**Set task**
Extract each of the lines below word for word, leaving every character unchanged.

**** Records provided

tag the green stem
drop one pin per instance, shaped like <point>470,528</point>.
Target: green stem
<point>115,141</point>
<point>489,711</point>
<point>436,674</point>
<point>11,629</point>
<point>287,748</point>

********

**Correct answer**
tag the green stem
drop one pin per instance, shaped like <point>470,528</point>.
Target: green stem
<point>115,141</point>
<point>489,711</point>
<point>436,674</point>
<point>11,629</point>
<point>287,748</point>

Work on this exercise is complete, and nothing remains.